__What this task involves__: Exact repetition, please: start with the line where "Category: white garage door" appears and stop after the final line of the records.

__Input data__:
────────────────

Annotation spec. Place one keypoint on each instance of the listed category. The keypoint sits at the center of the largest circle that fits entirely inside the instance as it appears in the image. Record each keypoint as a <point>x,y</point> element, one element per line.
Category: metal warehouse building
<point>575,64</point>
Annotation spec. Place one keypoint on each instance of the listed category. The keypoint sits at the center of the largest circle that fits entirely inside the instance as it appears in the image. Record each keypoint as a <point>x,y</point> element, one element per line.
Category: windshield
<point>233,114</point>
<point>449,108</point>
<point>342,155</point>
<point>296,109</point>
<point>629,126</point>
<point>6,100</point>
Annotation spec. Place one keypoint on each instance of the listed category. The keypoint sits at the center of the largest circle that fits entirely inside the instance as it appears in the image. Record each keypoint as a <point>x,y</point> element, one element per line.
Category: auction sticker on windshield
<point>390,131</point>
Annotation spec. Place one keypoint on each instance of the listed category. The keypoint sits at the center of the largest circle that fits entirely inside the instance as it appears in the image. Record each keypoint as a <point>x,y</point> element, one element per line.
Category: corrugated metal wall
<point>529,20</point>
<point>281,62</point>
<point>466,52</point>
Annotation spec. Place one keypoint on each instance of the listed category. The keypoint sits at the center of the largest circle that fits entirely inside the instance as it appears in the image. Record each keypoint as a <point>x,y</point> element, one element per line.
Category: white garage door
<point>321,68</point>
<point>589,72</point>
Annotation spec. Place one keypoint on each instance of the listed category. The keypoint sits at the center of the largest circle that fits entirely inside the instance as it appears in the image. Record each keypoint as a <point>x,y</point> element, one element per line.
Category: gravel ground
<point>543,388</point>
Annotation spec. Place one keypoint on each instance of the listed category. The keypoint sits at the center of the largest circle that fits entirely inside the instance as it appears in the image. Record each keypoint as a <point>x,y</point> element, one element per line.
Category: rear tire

────────────────

__Task answer__:
Category: white garage door
<point>321,68</point>
<point>589,72</point>
Annotation spec. Place one keypoint on each instance of the listed category. The keypoint sits at the center of the largest circle that fits entirely inside the instance as it appears in the image. Record each keypoint as a <point>x,y</point> element, one element per line.
Category: gravel ground
<point>543,388</point>
Annotation spec. Place one keypoint on each instance of the listed category. The keypoint sits at the center of the largest circle that fits entirely inside the instance as it appears in the image. Record each keypoint as a <point>x,y</point> element, one element per line.
Category: rear tire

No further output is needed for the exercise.